EXTRACT PROVIDED:
Running Puppy from Bootable USB - problems

#1 Post by Moondance »

I am a NEWBIE to Puppy, so please don't shoot me because I don't know much, or because I don't even know which version of Puppy I'm running...

Anyway, basically, I use Windows XP. Daemon Tools has a stupid little .sys file that has become corrupt, and despite it being completely unessential, the stupid computer tries to load said .sys file at the start of every bootup, and due to it being corrupt, it won't load and windows goes nowhere, but into a relentless cycle of blue screen, power down, restart, try again.

SO .... enter puppy. Well over a year ago I made a bootable USB flash drive of Puppy for emergencies such as this. I loaded up the USB, booted in, and attempted to mount my hard drive.
Got this shiny red warning sign which scared the living bejesus out of me:


Image


And then obviously, I couldn't rename, alter, delete anything on the hard drive. Which makes this exercise just a little pointless. I need to be able to rename or remove the corrupt file.

Can anybody please help? And I need this stuff in laymens terms. I'm a completely new person to Puppy and most of what I've read about reads like a foreign language to me.

SUPPLIED DATA:
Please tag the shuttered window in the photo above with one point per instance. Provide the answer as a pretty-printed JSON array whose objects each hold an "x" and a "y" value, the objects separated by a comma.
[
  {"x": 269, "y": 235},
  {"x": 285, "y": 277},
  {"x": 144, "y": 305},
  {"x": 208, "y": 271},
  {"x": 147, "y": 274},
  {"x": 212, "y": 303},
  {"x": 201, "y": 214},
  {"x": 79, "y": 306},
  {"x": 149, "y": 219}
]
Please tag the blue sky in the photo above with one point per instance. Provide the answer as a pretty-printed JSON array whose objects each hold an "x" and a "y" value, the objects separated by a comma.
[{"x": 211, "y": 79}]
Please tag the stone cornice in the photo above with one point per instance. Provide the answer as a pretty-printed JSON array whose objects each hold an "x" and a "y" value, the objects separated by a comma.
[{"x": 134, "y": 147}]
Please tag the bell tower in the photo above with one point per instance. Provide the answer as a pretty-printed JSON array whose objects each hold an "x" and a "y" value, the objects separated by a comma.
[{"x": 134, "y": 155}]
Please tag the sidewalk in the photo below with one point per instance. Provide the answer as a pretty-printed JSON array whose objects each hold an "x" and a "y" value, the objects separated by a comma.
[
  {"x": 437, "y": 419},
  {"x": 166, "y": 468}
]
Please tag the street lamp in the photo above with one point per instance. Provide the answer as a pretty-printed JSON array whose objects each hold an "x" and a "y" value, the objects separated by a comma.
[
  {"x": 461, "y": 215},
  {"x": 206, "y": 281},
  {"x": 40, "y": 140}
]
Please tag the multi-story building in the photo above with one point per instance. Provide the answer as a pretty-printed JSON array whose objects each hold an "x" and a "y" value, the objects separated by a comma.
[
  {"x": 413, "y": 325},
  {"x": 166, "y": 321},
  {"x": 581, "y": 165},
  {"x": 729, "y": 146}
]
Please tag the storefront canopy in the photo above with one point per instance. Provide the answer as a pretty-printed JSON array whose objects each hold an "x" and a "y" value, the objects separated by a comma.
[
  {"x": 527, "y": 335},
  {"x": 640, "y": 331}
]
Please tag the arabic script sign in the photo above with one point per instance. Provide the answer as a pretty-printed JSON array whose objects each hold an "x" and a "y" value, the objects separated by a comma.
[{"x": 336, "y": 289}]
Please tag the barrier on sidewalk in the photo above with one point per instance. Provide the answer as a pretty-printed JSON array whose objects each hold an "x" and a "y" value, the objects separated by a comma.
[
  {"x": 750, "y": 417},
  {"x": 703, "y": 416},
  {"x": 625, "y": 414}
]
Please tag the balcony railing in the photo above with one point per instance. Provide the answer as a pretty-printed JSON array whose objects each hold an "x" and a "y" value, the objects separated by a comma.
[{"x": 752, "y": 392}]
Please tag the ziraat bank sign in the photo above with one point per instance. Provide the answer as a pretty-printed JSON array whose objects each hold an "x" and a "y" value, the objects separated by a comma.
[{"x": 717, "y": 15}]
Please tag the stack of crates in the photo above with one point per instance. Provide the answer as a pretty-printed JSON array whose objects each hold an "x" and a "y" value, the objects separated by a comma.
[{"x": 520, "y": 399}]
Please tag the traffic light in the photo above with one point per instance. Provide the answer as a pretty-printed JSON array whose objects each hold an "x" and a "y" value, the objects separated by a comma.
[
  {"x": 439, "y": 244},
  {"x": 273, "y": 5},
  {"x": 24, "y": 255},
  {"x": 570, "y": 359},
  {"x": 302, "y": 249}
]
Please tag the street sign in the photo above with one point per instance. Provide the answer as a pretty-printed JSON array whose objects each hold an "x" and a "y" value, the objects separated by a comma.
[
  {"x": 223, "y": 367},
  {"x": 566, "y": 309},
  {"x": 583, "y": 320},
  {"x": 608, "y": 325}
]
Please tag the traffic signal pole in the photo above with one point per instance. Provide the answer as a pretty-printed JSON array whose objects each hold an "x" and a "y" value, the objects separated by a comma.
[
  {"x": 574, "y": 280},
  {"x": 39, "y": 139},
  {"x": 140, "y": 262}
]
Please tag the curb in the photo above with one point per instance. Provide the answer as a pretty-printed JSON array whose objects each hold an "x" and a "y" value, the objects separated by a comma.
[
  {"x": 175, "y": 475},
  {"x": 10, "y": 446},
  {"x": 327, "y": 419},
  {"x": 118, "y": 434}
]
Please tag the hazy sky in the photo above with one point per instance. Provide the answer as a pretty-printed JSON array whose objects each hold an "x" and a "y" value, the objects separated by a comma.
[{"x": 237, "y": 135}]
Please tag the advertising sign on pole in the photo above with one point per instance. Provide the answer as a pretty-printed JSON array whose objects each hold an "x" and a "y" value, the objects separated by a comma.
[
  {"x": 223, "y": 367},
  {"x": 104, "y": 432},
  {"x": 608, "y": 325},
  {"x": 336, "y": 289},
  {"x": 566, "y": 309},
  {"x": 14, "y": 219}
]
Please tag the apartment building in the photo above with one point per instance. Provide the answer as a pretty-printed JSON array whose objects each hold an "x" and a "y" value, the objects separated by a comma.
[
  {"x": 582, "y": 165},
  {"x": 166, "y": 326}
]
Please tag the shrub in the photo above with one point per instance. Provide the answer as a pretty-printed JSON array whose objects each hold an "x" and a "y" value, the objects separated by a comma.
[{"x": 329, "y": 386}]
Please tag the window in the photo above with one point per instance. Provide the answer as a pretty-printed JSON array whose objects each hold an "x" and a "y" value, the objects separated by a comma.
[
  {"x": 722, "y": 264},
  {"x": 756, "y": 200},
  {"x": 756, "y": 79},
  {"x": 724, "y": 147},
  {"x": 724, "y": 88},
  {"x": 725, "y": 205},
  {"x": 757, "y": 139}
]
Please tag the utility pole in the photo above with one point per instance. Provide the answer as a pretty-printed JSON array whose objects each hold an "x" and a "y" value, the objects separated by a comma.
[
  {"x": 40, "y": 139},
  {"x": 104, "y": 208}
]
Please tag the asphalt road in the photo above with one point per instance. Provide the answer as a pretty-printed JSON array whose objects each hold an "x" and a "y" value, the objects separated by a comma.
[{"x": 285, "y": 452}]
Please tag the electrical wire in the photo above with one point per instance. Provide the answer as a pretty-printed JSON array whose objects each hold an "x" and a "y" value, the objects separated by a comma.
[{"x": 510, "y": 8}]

EXERCISES:
A. In two sentences, summarize the forum post about running Puppy from a bootable USB drive.
B. Write what comes next in the forum post about the Puppy USB drive problem, starting after its last sentence.
The material is not needed for this.

RESPONSES TO THE TASKS:
A. The poster's Windows XP machine is stuck in a cycle of blue screens and restarts because it keeps trying to load a corrupt Daemon Tools .sys file at bootup. A bootable Puppy USB drive made over a year earlier brought up a red warning when the poster tried to mount the hard drive, and nothing on the drive could then be renamed, altered or deleted, so the poster asks for help in plain terms.

B.
<3 Hope someone can help, thanks!

nooby
Posts: 10369
Joined: Sun 29 Jun 2008, 19:05
Location: SwedenEurope

#2 Post by nooby »

interesting problem there. Could happen to many more maybe so would be cool if somebody is clever enough to find a solution.

I am a noob kind of person. So I fail to get what to do.

But I would use the search in my Signature and look for people that knows how one read such error messages. Look for if soembody has had same problem before.

Good luck
I use Google Search on Puppy Forum
not an ideal solution though

disciple
Posts: 6984
Joined: Sun 21 May 2006, 01:46
Location: Auckland, New Zealand

Re: Running Puppy from Bootable USB - problems

#3 Post by disciple »

Moondance wrote:And then obviously, I couldn't rename, alter, delete anything on the hard drive.
Normally at this point you would copy the files you need off the drive ;)

Unfortunately that's what you get with rubbish proprietary filesystems... but why do you think the problem is only one corrupt .sys file?

There might be something around that can repair it - have you looked?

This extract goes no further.